EXTRACT PROVIDED:
════════════════
Nerses Sanossian, MD, and José G. Merino, MD
Blogging Stroke Editors

World Stroke Day is an opportunity to focus on how to reduce the global burden of the deadliest and most morbid brain disease. Stroke is a global disease that exerts a particularly high burden on developing nations, where it is the second leading cause of death. Stroke remains a leading cause of death and disability throughout the United States and Europe despite many recent advances in stroke care. However, World Stroke Day also allows us an opportunity to recognize breakthroughs in stroke care and review priorities for the future.

Advances in acute stroke have created major disparities in care nationwide and worldwide. The four most impactful stroke treatments of the past 30 years — stroke units, intravenous thrombolysis, emergency/prehospital systems, and endovascular therapy — are currently available to the minority of people around the word. Most countries are just starting to develop stroke units. Intravenous thrombolysis is unavailable or beyond the financial means for most people in the world. Emergency systems of care are non-existent in most countries. Many countries do not have a single neuroendovascular practitioner. In a world where basic medical care is limited, how can advances in stroke care be translated into meaningful results?
════════════════
WORK TO COMPLETE:
Answer these questions about the World Stroke Day text.
1. In which nations is stroke the second leading cause of death?
2. What are the four most impactful stroke treatments of the past 30 years?
3. Which of those treatments are most countries only starting to develop?
════════════════
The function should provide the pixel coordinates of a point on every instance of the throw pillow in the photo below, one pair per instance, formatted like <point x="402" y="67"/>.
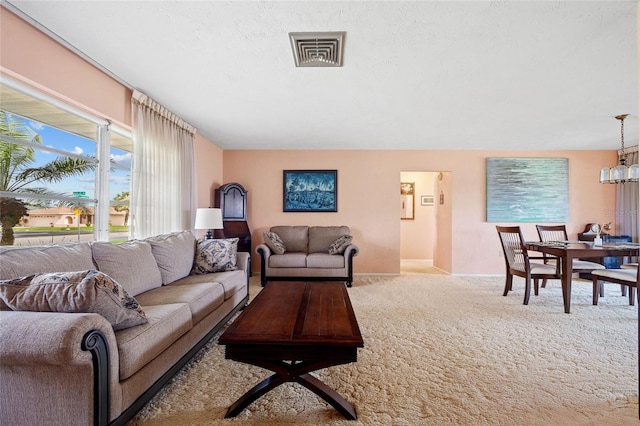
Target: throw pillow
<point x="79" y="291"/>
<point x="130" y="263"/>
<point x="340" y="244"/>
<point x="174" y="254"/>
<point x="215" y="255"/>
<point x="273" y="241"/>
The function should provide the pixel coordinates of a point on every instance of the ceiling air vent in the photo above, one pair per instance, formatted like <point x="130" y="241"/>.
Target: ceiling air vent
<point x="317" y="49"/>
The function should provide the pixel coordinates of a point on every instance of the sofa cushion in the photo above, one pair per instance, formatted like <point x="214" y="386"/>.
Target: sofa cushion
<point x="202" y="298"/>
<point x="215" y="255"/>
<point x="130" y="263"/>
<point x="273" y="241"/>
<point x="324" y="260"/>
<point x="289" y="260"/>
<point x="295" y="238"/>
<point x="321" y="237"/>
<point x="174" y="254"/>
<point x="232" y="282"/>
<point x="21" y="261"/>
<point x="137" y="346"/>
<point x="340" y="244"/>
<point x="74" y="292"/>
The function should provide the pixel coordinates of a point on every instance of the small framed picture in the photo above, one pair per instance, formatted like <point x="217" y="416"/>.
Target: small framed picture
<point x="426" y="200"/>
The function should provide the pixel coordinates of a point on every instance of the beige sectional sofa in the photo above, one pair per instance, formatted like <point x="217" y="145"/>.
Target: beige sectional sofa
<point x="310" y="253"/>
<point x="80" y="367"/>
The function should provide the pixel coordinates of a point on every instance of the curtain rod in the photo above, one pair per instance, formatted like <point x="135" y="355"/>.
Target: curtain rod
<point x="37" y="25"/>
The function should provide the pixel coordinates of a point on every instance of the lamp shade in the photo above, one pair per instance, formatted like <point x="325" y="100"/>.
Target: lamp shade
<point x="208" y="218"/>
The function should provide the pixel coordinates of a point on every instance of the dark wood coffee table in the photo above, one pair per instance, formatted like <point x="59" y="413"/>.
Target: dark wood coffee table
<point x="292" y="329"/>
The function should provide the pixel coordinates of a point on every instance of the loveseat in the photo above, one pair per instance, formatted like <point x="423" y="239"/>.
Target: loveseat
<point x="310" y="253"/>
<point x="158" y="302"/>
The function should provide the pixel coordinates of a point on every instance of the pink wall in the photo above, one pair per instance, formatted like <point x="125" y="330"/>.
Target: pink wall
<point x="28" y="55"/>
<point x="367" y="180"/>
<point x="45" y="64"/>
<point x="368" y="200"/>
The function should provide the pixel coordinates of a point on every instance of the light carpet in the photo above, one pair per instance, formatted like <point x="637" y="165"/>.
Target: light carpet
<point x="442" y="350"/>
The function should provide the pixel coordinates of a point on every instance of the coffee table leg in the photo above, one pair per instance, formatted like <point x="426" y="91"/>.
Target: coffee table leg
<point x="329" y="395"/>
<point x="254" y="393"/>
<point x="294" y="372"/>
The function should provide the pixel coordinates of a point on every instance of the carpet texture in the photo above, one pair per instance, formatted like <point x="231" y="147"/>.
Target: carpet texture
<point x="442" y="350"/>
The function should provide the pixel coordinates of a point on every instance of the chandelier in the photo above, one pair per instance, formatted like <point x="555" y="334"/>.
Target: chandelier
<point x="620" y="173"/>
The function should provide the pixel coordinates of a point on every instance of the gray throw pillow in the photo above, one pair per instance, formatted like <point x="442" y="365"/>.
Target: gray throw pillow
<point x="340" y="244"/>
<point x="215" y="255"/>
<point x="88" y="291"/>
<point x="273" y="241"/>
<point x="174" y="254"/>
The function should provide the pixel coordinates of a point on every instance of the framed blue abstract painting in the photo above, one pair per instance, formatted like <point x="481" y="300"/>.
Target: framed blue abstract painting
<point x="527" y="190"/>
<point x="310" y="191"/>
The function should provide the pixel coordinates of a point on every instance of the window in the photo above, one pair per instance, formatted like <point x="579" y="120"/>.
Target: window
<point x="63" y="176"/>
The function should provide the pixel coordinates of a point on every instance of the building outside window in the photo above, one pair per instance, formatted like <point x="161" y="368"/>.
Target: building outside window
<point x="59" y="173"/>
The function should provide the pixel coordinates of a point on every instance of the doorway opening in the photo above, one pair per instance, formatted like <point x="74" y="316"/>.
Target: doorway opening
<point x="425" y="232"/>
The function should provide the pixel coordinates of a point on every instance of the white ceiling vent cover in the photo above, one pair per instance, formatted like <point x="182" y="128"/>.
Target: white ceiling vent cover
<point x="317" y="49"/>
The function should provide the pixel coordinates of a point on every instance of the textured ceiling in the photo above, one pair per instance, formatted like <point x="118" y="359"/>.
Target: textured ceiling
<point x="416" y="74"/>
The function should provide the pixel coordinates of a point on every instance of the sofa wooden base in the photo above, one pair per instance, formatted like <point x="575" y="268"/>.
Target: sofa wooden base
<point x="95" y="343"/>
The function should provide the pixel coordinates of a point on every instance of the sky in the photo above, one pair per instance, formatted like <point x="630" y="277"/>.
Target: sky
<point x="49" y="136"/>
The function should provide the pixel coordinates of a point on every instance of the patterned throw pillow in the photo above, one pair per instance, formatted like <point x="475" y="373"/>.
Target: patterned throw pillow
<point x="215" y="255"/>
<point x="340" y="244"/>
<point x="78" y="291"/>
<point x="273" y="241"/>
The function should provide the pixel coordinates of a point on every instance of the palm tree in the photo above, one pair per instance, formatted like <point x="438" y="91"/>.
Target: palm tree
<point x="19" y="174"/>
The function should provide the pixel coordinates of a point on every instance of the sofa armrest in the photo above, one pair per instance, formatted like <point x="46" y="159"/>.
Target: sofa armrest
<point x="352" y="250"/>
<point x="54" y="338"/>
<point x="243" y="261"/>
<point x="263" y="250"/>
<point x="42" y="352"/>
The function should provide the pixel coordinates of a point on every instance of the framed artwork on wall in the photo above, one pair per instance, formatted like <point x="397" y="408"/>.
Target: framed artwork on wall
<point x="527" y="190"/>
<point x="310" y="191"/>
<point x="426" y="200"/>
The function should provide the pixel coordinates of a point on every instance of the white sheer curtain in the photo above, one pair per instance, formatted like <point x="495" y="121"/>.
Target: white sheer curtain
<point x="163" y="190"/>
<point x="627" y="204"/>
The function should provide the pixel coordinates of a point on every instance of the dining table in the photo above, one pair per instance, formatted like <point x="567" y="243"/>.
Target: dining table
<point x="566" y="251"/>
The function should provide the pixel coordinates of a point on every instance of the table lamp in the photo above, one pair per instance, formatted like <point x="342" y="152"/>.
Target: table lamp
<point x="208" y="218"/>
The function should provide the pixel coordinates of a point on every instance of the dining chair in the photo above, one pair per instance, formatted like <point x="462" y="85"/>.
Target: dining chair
════════════════
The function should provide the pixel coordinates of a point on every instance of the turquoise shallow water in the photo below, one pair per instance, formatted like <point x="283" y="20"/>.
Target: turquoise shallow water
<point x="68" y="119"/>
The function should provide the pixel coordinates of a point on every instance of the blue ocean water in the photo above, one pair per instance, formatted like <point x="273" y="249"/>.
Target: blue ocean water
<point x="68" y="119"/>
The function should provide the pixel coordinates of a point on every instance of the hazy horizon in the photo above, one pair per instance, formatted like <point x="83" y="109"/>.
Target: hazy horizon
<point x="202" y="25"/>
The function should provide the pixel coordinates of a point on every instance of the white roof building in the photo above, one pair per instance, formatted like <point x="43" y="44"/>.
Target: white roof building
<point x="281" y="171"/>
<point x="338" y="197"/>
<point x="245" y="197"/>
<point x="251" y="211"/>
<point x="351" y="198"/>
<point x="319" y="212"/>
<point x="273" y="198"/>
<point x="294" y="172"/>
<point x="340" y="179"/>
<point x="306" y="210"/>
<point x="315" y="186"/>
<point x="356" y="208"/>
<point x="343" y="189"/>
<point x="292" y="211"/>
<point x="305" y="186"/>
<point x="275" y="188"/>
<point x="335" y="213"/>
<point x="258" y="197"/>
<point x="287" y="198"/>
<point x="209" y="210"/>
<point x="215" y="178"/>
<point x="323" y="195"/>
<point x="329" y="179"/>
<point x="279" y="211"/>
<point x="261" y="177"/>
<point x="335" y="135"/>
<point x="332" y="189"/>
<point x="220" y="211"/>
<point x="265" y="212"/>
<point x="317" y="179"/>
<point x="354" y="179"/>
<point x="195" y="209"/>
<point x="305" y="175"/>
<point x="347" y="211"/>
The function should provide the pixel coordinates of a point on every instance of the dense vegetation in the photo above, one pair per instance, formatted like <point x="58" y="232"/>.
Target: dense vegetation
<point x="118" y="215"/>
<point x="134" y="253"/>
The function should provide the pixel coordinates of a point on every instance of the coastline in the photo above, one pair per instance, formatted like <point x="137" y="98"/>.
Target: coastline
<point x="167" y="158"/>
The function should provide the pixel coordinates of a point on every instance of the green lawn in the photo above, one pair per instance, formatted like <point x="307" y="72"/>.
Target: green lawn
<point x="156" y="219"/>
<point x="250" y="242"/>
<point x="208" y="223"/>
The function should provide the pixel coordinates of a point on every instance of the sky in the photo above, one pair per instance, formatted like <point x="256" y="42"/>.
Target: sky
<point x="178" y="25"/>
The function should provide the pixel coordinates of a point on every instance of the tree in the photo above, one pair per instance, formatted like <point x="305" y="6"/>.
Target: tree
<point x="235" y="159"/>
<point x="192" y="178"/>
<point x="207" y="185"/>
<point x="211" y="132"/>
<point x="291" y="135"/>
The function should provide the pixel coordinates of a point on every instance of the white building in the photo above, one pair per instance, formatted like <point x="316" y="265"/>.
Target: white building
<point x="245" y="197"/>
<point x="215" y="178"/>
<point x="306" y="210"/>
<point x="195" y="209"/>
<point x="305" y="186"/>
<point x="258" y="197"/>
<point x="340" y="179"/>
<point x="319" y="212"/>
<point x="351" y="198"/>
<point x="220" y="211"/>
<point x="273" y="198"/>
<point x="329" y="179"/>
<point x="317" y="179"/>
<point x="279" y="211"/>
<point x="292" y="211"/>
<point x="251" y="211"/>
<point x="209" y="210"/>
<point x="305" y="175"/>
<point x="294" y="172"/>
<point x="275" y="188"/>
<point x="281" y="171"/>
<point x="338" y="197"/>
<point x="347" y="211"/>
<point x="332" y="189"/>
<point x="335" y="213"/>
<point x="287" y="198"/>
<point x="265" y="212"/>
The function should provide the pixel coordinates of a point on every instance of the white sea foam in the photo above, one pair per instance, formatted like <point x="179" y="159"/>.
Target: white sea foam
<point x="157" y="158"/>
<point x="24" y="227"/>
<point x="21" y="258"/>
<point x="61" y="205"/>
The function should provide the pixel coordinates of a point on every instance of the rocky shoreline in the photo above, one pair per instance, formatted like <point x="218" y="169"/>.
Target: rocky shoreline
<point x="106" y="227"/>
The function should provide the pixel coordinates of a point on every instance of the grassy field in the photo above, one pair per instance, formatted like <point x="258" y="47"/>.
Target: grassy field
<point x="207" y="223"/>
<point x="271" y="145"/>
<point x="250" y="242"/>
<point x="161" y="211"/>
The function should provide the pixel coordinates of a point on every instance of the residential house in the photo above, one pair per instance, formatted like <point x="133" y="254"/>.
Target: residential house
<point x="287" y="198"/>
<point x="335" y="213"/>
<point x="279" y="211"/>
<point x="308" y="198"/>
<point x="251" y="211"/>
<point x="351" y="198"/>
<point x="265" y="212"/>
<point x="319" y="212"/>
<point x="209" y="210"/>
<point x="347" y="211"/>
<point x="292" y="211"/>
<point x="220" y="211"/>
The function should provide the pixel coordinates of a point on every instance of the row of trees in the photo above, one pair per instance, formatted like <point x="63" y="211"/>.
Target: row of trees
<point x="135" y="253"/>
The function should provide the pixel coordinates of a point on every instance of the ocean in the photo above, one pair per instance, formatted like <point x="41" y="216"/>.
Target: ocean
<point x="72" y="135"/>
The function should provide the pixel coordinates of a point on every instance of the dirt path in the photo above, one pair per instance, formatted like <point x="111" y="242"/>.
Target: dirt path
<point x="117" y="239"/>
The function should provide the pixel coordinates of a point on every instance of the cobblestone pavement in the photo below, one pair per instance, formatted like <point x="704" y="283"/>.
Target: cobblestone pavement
════════════════
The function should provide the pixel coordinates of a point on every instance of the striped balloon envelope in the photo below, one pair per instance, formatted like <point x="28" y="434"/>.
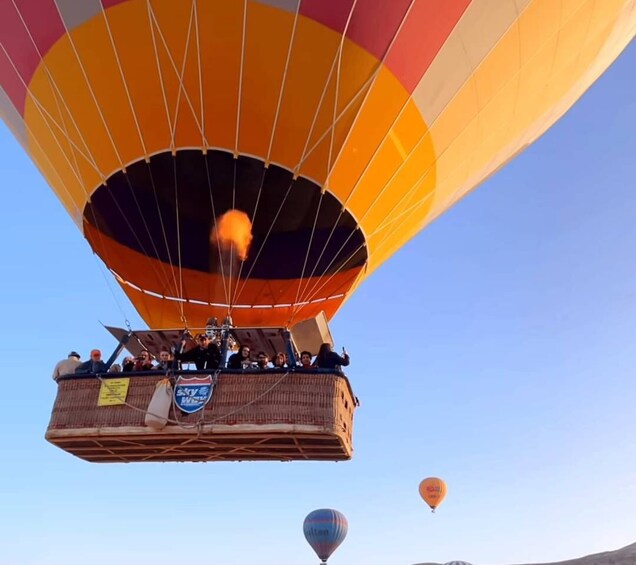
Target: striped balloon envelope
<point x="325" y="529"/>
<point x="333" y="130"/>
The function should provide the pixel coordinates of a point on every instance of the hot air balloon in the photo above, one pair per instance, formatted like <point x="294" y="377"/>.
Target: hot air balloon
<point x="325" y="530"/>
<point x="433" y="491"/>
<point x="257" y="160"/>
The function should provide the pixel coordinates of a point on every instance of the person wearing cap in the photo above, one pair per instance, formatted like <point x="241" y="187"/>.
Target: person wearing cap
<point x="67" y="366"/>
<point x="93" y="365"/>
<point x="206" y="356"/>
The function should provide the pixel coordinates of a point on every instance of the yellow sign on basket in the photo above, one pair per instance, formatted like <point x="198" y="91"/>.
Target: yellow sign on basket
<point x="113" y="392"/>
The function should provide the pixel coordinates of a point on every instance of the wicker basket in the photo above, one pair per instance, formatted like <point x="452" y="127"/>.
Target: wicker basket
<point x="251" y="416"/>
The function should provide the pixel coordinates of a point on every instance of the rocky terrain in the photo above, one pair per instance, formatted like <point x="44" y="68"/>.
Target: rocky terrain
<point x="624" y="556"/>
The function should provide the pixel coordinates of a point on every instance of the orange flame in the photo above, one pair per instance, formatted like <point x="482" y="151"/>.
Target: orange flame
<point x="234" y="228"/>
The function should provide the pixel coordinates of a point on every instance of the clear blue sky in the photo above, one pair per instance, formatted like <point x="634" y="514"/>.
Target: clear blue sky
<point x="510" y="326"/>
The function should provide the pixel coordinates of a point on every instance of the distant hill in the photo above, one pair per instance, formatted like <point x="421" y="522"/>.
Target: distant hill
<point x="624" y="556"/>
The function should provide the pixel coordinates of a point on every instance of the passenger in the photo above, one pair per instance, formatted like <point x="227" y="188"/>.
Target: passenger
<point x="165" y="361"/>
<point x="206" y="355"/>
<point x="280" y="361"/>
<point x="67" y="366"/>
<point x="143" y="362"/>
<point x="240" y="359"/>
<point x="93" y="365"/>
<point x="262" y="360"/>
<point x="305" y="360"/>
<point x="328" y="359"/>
════════════════
PROBLEM SOLUTION:
1. Developing nations.
2. Stroke units, intravenous thrombolysis, emergency/prehospital systems, and endovascular therapy.
3. Stroke units.